═════ EXTRAIT PRÉSENTÉ ═════

Crise économique et chômage : Le pain rassis, une mine d’or…

Ils sont de plus en plus nombreux à rejoindre les groupes d’enfants «spécialisés» dans la collecte du pain rassis. Une activité qui semble faire du chemin à Annaba-ville, en ces temps de crise économique.
Si durant l’année dernière c’étaient beaucoup plus les vieux, ou du moins des personnes adultes, qui s’adonnaient à ce «travail» pour subvenir, pour une bonne partie d’entre eux, aux besoins de leurs familles, particulièrement durant la période d’été, aujourd’hui, ce sont les plus petits qui accomplissent leur besogne, à longueur d’année, avec un savoir-faire étonnant.
Faisant du porte-à-porte, ils répètent à longueur de journée la même phrase « Du pain rassis s’il vous plaît, du pain rassis s’il vous plaît ». Ils sont généralement bien accueillis par les ménagères, soulagées de pouvoir donner cette denrée alimentaire de large consommation à ceux qui en feront bon usage au lieu de s’en débarrasser en la jetant dans les poubelles.

═════

# [CONSIGNES]
a) Recopiez fidèlement, dans l'extrait consacré à la collecte du pain rassis, le passage qui va de « Crise économique et » jusqu'à « de crise économique. ».
b) D'après l'extrait, quelles catégories de personnes se livrent à la collecte du pain rassis ? Nommez-les toutes.
La liste n'a aucun lien avec l'extrait.

═════ LIGNES DE DONNÉES ═════

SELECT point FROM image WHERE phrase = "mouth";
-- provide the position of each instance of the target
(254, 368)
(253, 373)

═════

# [RÉPONSES AUX CONSIGNES]
a)
Crise économique et chômage : Le pain rassis, une mine d’or…

Ils sont de plus en plus nombreux à rejoindre les groupes d’enfants «spécialisés» dans la collecte du pain rassis. Une activité qui semble faire du chemin à Annaba-ville, en ces temps de crise économique.

b) Les enfants (« les plus petits »), les vieux et des personnes adultes.